Records for this exercise -
□ □ □

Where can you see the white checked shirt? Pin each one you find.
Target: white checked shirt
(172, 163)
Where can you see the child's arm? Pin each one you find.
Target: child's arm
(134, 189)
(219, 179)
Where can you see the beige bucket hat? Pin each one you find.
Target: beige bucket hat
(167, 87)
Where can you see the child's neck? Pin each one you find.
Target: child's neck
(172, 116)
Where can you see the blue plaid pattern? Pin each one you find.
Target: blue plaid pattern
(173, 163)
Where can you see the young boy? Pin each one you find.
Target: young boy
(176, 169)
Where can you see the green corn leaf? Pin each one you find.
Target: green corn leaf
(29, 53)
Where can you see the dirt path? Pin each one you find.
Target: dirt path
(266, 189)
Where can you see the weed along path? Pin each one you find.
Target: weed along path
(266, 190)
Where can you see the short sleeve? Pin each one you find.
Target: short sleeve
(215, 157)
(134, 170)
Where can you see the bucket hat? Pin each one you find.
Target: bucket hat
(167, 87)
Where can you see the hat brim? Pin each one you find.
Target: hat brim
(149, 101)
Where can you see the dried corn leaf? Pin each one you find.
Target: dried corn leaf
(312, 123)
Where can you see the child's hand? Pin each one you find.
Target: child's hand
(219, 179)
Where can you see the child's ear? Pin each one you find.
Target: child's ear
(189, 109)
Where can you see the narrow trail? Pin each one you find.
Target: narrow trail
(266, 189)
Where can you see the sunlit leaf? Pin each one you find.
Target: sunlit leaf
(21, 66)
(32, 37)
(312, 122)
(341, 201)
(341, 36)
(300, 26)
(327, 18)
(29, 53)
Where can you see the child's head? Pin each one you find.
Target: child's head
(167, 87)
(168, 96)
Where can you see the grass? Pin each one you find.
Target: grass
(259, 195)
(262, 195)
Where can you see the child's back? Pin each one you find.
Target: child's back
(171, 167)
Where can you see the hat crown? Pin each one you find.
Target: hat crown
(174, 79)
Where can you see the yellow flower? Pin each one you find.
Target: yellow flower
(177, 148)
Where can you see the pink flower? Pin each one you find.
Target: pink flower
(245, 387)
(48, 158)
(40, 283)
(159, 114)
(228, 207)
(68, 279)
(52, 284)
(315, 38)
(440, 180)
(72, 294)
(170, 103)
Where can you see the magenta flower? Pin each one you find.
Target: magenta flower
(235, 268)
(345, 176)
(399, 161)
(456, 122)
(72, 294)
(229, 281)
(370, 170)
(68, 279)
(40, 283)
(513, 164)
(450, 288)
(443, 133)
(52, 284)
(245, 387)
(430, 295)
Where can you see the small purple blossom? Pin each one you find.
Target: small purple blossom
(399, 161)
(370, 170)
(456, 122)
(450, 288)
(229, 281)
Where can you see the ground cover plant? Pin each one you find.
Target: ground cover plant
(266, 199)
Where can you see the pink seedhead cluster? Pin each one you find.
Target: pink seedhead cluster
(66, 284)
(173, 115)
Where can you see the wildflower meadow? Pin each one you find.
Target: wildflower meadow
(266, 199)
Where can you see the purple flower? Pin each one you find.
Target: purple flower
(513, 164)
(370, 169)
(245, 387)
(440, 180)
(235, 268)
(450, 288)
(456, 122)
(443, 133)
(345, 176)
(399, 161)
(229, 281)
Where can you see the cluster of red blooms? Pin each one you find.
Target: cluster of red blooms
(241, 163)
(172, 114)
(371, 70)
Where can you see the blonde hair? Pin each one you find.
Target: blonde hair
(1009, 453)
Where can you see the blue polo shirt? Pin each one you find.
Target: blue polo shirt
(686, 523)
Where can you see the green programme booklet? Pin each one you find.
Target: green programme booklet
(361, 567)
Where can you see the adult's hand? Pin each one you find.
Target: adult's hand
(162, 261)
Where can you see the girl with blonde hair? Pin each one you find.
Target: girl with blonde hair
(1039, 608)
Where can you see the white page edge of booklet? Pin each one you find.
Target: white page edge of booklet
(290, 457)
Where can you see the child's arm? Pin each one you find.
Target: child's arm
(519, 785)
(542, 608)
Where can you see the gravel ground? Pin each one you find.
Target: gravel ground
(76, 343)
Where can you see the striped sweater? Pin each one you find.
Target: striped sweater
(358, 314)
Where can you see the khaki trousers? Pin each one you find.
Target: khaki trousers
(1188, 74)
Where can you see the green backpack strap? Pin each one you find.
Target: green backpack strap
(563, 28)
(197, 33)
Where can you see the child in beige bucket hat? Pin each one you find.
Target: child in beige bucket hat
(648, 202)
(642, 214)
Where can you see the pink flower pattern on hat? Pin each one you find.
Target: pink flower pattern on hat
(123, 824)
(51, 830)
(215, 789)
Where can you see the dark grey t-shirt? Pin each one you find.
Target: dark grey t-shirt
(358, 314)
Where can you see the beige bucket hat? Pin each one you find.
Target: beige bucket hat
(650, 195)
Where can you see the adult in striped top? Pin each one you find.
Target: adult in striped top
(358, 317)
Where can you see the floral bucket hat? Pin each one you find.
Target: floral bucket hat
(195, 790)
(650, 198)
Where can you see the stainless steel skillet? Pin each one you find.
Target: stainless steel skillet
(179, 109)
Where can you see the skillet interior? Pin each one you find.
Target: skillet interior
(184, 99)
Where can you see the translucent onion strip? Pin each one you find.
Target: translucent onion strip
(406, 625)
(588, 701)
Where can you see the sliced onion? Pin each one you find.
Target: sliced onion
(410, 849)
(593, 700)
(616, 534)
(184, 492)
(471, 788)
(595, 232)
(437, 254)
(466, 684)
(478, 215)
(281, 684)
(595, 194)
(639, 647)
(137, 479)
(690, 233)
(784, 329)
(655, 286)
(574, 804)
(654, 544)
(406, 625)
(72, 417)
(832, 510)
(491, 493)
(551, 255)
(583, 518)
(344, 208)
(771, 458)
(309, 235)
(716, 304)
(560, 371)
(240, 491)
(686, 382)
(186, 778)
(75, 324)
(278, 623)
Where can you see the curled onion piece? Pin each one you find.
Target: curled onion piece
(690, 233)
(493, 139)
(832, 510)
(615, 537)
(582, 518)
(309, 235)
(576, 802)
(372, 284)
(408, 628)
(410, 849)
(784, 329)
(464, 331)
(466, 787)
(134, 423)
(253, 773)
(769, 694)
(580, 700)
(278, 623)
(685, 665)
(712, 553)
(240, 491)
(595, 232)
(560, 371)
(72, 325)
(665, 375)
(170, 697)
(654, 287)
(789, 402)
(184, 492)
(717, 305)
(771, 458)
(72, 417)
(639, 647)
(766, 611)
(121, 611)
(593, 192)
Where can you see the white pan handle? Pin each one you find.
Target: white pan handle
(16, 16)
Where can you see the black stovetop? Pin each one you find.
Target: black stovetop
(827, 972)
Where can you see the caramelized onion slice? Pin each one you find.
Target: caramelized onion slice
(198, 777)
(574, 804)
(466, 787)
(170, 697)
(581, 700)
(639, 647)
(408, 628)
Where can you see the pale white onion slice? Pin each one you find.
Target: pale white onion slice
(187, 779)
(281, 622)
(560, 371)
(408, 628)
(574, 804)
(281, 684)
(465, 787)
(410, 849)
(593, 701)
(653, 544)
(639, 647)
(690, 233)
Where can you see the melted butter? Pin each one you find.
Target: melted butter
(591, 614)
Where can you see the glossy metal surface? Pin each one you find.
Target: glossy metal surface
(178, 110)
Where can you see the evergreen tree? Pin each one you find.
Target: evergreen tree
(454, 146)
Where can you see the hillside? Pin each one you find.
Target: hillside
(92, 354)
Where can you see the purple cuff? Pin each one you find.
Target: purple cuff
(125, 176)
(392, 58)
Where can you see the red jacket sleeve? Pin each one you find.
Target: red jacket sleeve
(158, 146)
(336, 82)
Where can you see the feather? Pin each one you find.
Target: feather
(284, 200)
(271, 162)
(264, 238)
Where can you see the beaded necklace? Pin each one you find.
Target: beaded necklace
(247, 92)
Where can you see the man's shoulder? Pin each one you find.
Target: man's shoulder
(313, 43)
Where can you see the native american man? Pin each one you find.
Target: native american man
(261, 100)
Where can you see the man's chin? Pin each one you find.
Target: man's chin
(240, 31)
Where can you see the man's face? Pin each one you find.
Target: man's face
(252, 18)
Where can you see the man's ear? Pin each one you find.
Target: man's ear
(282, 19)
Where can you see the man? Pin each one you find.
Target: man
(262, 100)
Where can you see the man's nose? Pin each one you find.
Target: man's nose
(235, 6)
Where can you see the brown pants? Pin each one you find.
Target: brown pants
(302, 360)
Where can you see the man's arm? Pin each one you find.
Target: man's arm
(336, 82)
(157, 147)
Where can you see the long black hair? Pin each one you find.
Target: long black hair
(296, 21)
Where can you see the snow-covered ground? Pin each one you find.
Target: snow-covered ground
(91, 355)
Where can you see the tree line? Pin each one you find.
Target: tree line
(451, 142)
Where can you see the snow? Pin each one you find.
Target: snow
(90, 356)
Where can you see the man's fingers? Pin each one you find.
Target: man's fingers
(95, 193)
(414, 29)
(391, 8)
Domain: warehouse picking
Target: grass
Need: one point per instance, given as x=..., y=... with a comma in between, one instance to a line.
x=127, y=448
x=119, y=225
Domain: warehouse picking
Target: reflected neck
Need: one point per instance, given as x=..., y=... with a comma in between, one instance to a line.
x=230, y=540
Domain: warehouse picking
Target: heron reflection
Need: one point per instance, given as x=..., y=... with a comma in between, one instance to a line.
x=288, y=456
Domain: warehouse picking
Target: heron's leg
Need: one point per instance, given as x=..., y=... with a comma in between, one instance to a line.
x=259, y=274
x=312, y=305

□ □ □

Task instructions - Restate word for word the lines from the one holding "Where can you see the beaded" to the end of the listing, both ends included, and nothing more.

Result for this task -
Where can you see the beaded necklace? Pin each one you find.
Target: beaded necklace
(247, 92)
Where can you see the man's shoulder? Pin each one you find.
Target: man's shoulder
(313, 43)
Where can you see the native american man? Pin each one you find.
Target: native american man
(261, 100)
Where can you see the man's chin? Pin each one you find.
Target: man's chin
(240, 31)
Where can you see the man's face? Pin each one you find.
Target: man's face
(252, 18)
Where can you see the man's ear? Pin each one you find.
Target: man's ear
(282, 19)
Where can you see the man? Pin each one you find.
Target: man
(262, 100)
Where can you see the man's nose? Pin each one you find.
Target: man's nose
(235, 6)
Where can you see the brown pants? Pin each one you find.
Target: brown pants
(302, 360)
Where can you see the man's arm? Pin each one you find.
Target: man's arm
(336, 82)
(157, 147)
Where can you see the long black hair? Pin each one you find.
Target: long black hair
(296, 21)
Where can you see the snow-covered ground? Pin each one you find.
Target: snow-covered ground
(91, 355)
Where can you see the tree line? Pin each one you find.
Target: tree line
(451, 142)
Where can you see the snow? Pin each one you find.
Target: snow
(90, 356)
Where can you see the man's fingers? Pin each one you find.
Target: man's fingers
(95, 193)
(414, 29)
(391, 8)
Domain: warehouse picking
Target: grass
Need: one point per instance, given as x=..., y=... with a comma in between, one instance to a line.
x=127, y=448
x=119, y=225
Domain: warehouse picking
Target: reflected neck
Need: one point per instance, given as x=..., y=... with a comma in between, one instance to a line.
x=230, y=540
Domain: warehouse picking
Target: heron reflection
Need: one point per instance, given as x=..., y=... with a comma in between, one instance to a line.
x=288, y=456
Domain: warehouse picking
Target: heron's leg
Need: one point per instance, given as x=..., y=... with a comma in between, one instance to a line.
x=259, y=274
x=312, y=305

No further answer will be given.